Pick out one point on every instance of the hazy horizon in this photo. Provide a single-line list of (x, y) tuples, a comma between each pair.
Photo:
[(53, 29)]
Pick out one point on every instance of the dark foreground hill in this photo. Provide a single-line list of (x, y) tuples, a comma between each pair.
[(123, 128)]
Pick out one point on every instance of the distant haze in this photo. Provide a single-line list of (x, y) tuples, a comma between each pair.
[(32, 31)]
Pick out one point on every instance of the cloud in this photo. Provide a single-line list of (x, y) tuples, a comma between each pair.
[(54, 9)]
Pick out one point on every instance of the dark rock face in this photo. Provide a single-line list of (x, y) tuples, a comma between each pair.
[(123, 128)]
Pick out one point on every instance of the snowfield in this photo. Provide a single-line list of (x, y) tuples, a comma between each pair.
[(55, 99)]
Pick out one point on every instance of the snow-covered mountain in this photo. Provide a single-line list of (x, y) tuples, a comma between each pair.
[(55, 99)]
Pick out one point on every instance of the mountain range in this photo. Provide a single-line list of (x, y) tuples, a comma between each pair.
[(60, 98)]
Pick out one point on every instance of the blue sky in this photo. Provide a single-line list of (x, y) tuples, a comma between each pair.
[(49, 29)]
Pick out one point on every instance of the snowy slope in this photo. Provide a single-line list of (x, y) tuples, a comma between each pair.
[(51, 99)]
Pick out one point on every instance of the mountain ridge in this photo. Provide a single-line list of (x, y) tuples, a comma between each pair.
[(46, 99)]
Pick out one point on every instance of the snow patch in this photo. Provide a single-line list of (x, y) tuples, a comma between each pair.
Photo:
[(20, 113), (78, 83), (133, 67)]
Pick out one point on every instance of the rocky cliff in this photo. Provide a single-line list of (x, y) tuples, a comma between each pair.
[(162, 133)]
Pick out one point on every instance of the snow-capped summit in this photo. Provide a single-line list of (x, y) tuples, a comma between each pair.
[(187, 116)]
********************
**Activity:** Exact copies are needed of the line with "Pick out one point on every instance of the snowy" and each line after it through the end of the material above.

**Solved exercise:**
Pick out one point on every instance of the snowy slope in this photo. Provide a single-line list of (x, y) tuples, a comma between each pair.
[(51, 99)]
Pick out one point on every instance of the mountain ridge in this photo. Provide a single-line list of (x, y) tuples, a comma between each pair.
[(46, 99)]
Pick out one point on every instance of the snow patch in this photo. Provide a single-line list of (x, y) tuples, a comma between each pair.
Photo:
[(20, 113), (78, 83), (133, 67)]
Pick out one point on every instance of the rocky cliff in this photo. Provide a single-line list of (x, y) tuples, a comma between each pair.
[(162, 133)]
Pick out one point on every instance of the snow-capped summit in this photo. Provide a single-line list of (x, y) tuples, a comma between each pair.
[(187, 116)]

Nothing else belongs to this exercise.